• SELECTED EXCERPT
::::::::::

I am, as I ever am, running behind schedule for a variety of article deadlines. You’d think, therefore, I should be writing an article on time-management or ways to quickly generate article ideas. Sadly, those articles aren’t due to be late until next week. Instead, I’m taking a look at something that caught my eye yesterday.

I saw a tweet from John Mueller regarding a codelab that Google had built for I/O that dealt with schema and – running behind on another deadline – I took a walk through that for a piece on the Click blog. After finishing that, however, I spotted a couple of codelabs I’d not seen before – on how to build Actions for the Google Assistant.

At I/O18, Google has made it clearer than ever that it sees the future of search inextricably bound with voice interaction and artificial intelligence, so it seems timely to have a look at the newly updated (as of the 9th of May) codelab (Level 1) on building actions for the Google Assistant. You’ll be experiencing this pretty much in real time if I make it through [N.B. I don’t], so we’ll see how it goes. [N.B. as you’ll see, the title very much refers to the fact that the idiot wrote it – not that it was written for idiots.]

codelab options

To begin with, for anyone who doesn’t yet know, ‘Actions’ in this sense refer to a set of preprogramed routines that the Google Assistant can perform – from translations to answering queries regarding celebrity biographies, finding restaurant recommendations or running quizzes.

::::::::::

• PROVIDED MATERIAL

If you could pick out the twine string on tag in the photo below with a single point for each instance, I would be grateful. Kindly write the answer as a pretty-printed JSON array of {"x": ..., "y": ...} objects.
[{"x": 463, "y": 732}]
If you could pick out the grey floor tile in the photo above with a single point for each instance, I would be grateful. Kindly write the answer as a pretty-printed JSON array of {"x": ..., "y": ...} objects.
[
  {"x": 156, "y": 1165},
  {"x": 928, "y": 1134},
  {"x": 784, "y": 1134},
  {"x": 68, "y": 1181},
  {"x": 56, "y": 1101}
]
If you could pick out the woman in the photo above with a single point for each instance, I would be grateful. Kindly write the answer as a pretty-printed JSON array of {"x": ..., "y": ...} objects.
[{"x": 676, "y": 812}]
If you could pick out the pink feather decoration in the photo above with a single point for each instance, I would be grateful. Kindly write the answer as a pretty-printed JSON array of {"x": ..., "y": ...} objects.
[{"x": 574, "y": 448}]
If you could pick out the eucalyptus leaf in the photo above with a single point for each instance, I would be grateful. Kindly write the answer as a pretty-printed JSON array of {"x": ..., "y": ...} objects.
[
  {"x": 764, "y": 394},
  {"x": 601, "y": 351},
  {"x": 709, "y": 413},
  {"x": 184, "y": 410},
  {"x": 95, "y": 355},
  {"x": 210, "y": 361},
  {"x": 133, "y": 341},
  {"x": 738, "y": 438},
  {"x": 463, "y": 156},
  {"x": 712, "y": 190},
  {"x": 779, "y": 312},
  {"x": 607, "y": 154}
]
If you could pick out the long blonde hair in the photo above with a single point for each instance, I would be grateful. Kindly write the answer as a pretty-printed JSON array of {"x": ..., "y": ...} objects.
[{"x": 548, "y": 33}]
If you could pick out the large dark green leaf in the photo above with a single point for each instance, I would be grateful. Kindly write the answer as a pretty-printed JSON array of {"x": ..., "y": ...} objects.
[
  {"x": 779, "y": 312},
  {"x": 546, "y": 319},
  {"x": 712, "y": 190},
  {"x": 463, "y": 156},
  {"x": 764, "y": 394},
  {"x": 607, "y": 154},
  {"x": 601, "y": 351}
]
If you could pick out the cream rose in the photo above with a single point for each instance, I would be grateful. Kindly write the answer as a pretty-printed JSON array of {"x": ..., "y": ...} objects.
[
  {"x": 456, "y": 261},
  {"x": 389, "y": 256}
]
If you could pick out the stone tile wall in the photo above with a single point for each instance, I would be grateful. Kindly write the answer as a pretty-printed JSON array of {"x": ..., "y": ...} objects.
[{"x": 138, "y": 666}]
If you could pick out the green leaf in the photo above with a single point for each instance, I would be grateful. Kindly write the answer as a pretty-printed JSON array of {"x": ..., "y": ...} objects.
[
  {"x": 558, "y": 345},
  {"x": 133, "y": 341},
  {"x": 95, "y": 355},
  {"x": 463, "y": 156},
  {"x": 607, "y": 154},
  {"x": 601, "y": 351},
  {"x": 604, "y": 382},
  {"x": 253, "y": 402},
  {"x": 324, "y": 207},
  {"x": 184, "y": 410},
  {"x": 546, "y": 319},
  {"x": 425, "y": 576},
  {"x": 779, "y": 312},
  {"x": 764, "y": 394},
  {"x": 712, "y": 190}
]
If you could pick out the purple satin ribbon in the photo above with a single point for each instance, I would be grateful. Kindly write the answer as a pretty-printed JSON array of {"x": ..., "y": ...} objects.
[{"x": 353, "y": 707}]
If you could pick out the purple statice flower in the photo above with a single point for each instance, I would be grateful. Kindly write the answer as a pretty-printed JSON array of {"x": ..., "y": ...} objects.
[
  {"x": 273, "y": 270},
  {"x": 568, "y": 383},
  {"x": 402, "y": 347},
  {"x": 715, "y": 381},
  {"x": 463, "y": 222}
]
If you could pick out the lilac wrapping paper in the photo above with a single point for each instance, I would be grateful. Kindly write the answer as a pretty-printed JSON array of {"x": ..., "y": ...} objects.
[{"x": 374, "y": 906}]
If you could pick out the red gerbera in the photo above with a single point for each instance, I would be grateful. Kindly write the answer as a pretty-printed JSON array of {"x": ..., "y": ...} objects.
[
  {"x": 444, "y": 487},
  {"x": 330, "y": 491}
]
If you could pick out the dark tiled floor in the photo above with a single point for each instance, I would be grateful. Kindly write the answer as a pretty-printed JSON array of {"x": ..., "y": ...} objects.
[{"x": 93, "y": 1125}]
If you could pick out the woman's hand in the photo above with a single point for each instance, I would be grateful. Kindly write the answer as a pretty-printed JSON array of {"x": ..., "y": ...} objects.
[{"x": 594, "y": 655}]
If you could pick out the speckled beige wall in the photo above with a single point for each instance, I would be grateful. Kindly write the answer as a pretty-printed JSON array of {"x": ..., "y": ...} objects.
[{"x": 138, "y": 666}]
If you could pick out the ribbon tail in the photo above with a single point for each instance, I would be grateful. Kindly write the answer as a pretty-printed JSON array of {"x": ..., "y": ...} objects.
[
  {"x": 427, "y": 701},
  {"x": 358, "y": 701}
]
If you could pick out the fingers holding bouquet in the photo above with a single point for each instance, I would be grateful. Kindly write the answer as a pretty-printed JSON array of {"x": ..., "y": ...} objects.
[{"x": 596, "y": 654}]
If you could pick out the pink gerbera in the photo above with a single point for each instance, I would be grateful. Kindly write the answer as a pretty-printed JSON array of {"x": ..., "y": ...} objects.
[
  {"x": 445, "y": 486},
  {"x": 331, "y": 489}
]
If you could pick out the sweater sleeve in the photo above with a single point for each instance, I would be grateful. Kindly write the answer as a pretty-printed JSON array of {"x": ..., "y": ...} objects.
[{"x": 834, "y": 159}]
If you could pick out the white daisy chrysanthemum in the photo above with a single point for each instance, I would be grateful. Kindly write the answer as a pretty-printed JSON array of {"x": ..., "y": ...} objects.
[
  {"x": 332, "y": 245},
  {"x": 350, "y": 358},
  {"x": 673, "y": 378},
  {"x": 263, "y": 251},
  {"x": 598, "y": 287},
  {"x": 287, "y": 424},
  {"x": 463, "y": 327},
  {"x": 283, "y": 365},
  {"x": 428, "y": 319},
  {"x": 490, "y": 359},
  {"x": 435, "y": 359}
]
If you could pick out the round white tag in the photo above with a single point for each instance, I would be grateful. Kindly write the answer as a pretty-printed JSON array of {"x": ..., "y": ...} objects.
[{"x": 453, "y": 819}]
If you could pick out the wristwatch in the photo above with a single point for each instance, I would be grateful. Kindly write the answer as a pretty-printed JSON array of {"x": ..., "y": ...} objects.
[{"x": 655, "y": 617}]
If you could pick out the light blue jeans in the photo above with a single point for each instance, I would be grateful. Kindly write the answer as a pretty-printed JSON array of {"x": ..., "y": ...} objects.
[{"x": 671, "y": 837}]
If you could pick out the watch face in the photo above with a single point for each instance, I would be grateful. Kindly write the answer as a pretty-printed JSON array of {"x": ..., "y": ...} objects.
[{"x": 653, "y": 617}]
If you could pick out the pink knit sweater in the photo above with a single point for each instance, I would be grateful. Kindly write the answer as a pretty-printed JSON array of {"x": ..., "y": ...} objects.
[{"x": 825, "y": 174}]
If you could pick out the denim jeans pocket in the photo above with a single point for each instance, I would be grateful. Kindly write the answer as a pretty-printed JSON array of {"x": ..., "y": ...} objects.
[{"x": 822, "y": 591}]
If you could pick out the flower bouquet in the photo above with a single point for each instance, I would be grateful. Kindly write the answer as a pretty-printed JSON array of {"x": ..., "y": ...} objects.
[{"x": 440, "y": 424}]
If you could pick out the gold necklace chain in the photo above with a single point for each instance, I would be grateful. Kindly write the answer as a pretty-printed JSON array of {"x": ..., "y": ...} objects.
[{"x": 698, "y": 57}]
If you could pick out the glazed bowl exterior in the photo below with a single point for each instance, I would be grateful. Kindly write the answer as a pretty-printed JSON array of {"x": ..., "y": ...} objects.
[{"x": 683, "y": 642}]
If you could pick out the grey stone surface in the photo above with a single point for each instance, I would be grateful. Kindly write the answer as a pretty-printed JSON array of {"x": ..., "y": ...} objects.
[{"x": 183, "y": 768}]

::::::::::

• TASKS TO PERFORM
A: According to the Google Assistant codelab post, why does the author consider it a good moment to look at the codelab on building Actions for the Google Assistant?
B: Print the passage in the Google Assistant codelab post running from "At I/O18, Google" down to "or running quizzes.".
C: Write what comes next in the Google Assistant codelab post, picking up after its final sentence.

• THE ANSWERS
A: At I/O18, Google made it clearer than ever that it sees the future of search as inextricably bound with voice interaction and artificial intelligence. That made it timely to examine the Level 1 codelab on building Actions, which was newly updated as of the 9th of May.

B:
At I/O18, Google has made it clearer than ever that it sees the future of search inextricably bound with voice interaction and artificial intelligence, so it seems timely to have a look at the newly updated (as of the 9th of May) codelab (Level 1) on building actions for the Google Assistant. You’ll be experiencing this pretty much in real time if I make it through [N.B. I don’t], so we’ll see how it goes. [N.B. as you’ll see, the title very much refers to the fact that the idiot wrote it – not that it was written for idiots.]

codelab options

To begin with, for anyone who doesn’t yet know, ‘Actions’ in this sense refer to a set of preprogramed routines that the Google Assistant can perform – from translations to answering queries regarding celebrity biographies, finding restaurant recommendations or running quizzes.

C:
SOD actions list

The codelab promises that I will build a simple conversational ‘Action’ which can be summoned by name, ask for its interlocutor’s favourite colour and provide a lucky number in response. This should, it claims, among other things, teach me how Actions work, how to create a project, a Dialogflow and more.

Firstly, rather than being a directly incorporated part of the Google Assistant, the intro makes clear that your Action is a separately accessible sub-program, or an assistant to the Assistant which will, when summoned, serve the user the service you design it for. This is illustrated with the following diagram:

diagram

To begin with, I had to create a project using the Actions Console and give it a name. There’s a host of what I assume (having not looked yet) to be presets, but the codelab recommends I skip this and instead select ‘Actions’ from the left menu and add my first action (which it recommends should be in one language only to begin with). I then proceed to build a custom intent (which opens up a permissions box allowing it, for all the reading I did, ownership of my eternal soul). This leads to the creation of your Dialogflow and takes you to ‘Intents’.

Google then moves, suspiciously, in to the realm of daemonology by asking you to create your ‘welcome intent’ – or ‘invocation’ (best said with reverb at maximum and with a pitchshift to the low end). This is done by clicking on ‘Default welcome intent’ – which I do.

welcome intent

This is where I had my first issue: I entered my default welcome intent, I clicked through to test my app – all instructions followed…

access

Then I enter the invocation, standing squarely in the centre of the chalk pentagram and… nothing.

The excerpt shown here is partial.